Problems and tasks:
1. Decide whether each statement agrees with the essay on Facebook and happiness. For each, answer yes or no and quote the words from the essay that settle it.
(a) The writer joined Facebook hoping that more friends would bring more happiness.
(b) The writer found that connecting to more friends brought more happiness.
(c) The essay says the yoga-babas charge hundreds of dollars.
2. According to the essay on Facebook and happiness, what is "Contentmentnanda"?
3. Write the next part of the essay on Facebook and happiness, picking up after its final sentence.

Page extract:

I joined Facebook (FB) with the hope that the more the number of friends I connect to, the happier I’d be. I couldn’t be more wrong. The more the number of friends I connect to, the unhappier I am. Reason? You tell me why.
The world of FB is somewhat surreal and far removed from reality. It is like the “Golden Age” during Shakespearan times when everything was hunky dory, women had the perfect figure even when gyms didn’t exist, the economy of a country didn’t look as emaciated as it does today (ironically in the land of hopes and promises), children finished their homework on time and didn’t fuss over food, the “Shylockian” airline industry didn’t make you pay for every pound of luggage you carried, and the husband was not a survivor of the wife’s PMS depression multiple times a month. However in the real world, flab tires show from the most embarrasing places no matter how much you discipline your taste buds, dignified women like me have occasional thoughts about marrying a man for his riches and a green card (and the baldness, wrinkles, and lack of youth that comes with it) as a desperate measure of coping with unemployment, the airline industry messes up your baggage during the honeymoon, you as a man are denied sex because you delayed throwing the trash by two days, and Baba
Ravi, Ram, Contentmentnanda (a hypothetical name for all the yogi yoga-babas who create miracles) make deep holes in your pocket, charging you hundreds of dollars, only to ask you to control your breathing, keep expectations low, and adopt pain and suffering as a means of happiness in life.

Available data:
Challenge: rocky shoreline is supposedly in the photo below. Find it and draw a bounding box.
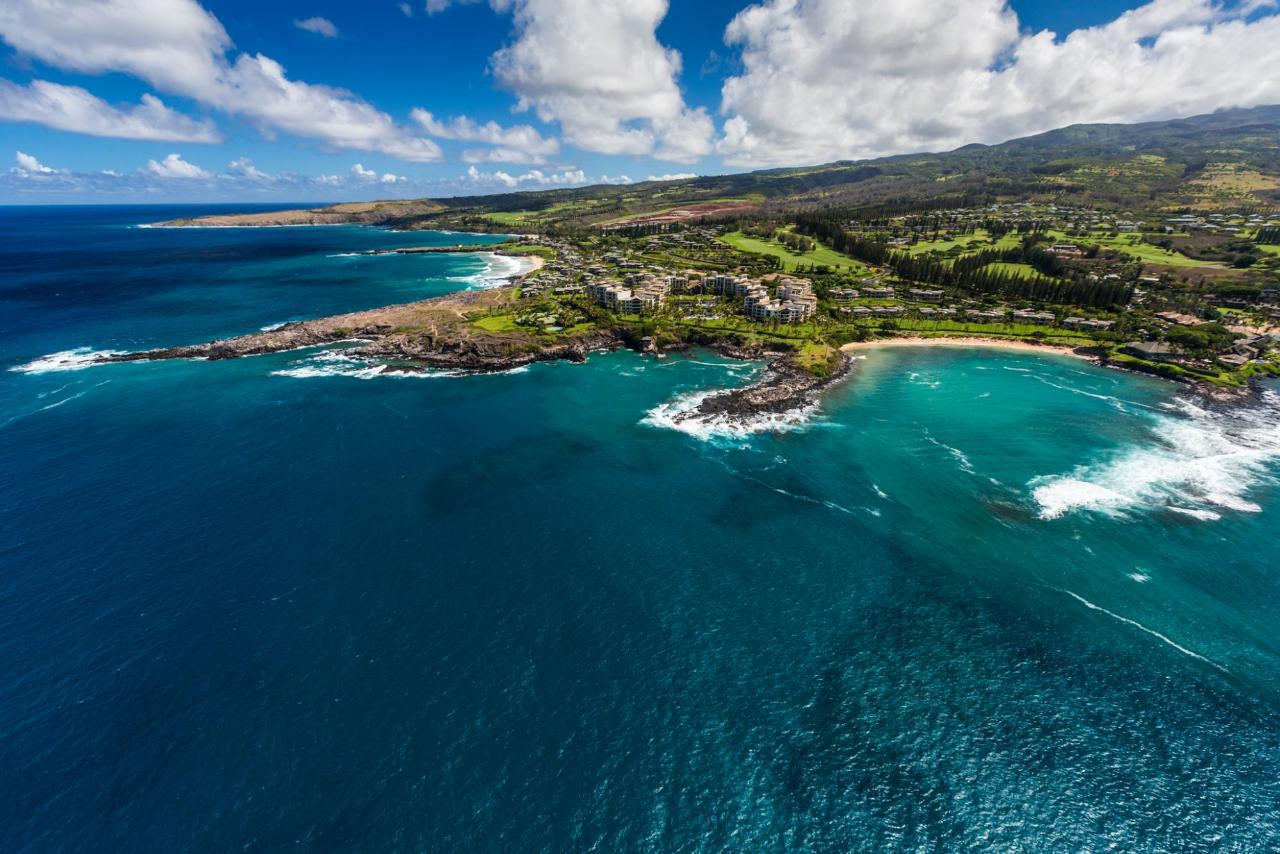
[677,356,852,423]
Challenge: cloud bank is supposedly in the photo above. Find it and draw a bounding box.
[717,0,1280,166]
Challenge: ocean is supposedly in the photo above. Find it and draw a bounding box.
[0,207,1280,851]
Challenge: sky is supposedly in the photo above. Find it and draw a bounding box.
[0,0,1280,204]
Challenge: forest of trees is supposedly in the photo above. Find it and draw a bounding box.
[796,214,1133,309]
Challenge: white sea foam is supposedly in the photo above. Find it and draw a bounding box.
[924,428,975,474]
[640,389,818,442]
[448,252,534,291]
[9,347,123,374]
[1028,392,1280,521]
[271,351,462,379]
[1055,588,1230,673]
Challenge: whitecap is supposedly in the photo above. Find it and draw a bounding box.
[640,389,818,442]
[271,352,463,379]
[1028,392,1280,521]
[9,347,124,374]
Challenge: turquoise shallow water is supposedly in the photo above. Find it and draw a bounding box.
[0,209,1280,851]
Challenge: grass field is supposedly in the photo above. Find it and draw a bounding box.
[719,232,868,275]
[1048,232,1213,266]
[896,228,1021,255]
[983,261,1039,279]
[471,314,518,332]
[484,210,534,225]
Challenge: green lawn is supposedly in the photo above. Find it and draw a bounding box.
[484,210,534,225]
[471,314,518,332]
[1050,232,1213,266]
[892,228,1023,255]
[719,232,867,275]
[983,261,1039,279]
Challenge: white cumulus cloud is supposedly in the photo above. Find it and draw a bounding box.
[0,0,442,161]
[717,0,1280,165]
[411,109,559,164]
[0,79,221,142]
[466,166,608,189]
[492,0,714,161]
[227,157,273,181]
[293,15,338,38]
[147,154,212,179]
[10,151,59,175]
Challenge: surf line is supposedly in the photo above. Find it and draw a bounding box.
[1050,588,1231,673]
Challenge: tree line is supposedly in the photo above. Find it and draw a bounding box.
[796,214,1133,309]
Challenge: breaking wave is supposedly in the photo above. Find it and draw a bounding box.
[271,352,463,379]
[640,389,818,442]
[1028,391,1280,521]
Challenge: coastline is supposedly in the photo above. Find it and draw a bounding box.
[840,335,1102,364]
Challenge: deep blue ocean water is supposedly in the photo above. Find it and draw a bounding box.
[0,207,1280,851]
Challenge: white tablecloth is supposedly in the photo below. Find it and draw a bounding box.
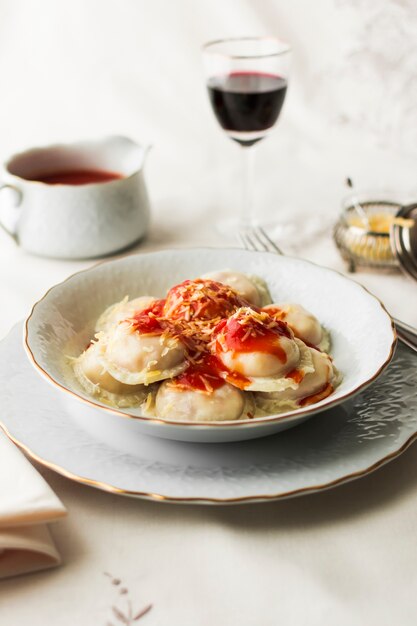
[0,0,417,626]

Set of answers:
1.
(a) Yes: "I joined Facebook (FB) with the hope that the more the number of friends I connect to, the happier I’d be."
(b) No: "The more the number of friends I connect to, the unhappier I am."
(c) Yes: "charging you hundreds of dollars"

2. It is a hypothetical name for all the yogi yoga-babas who create miracles.

3.
I firmly believe that the photo updates and the status updates on FB are a skewed misrepresentation of actual life, broadcasting and showcasing the best while your real life maybe far from even better than what it was 10 years ago. I see this friend’s picture in a new year party, looking stunningly beautiful in a red dress, all drunk and happy, surrounded by dudes and chicks, making me envy her socializing skills. I see the status update of my friend change from “single” to “engaged” and “married” and fume. Some of my friends have 700 + friends on FB. I don’t even think I know that many people in real life. Come December, I suffer from immense psychological pressure and chronic depression from the sheer update of the wedding pics or the anniversary pics, a sad reminder of something I must do too because even before I know, I will be menopausal and saying bye bye to my youth. I see these friends of mine holding cute little babies out of a Johnson’s soap advertisement and wonder if genetics will play a role in making my baby look so cute. And then there are pictures of the guy at the convocation who recently finished his PhD and got a 120k job offer at the silicon valley. There are updates of couples honeymooning and parasailing in Hawaii, people buying million dollar homes, hugely prego women being pampered at baby showers, girls sitting on piles of
empty gift boxes they claim to have received for Valentines Day, friends cooking the best of food, and people giggling and laughing and having fun.
Every one of these characters on FB seem so happy, content, gifted, well-toned, married, employed, and thrilled about life.
Everyone on FB also seem to know someone who is famous.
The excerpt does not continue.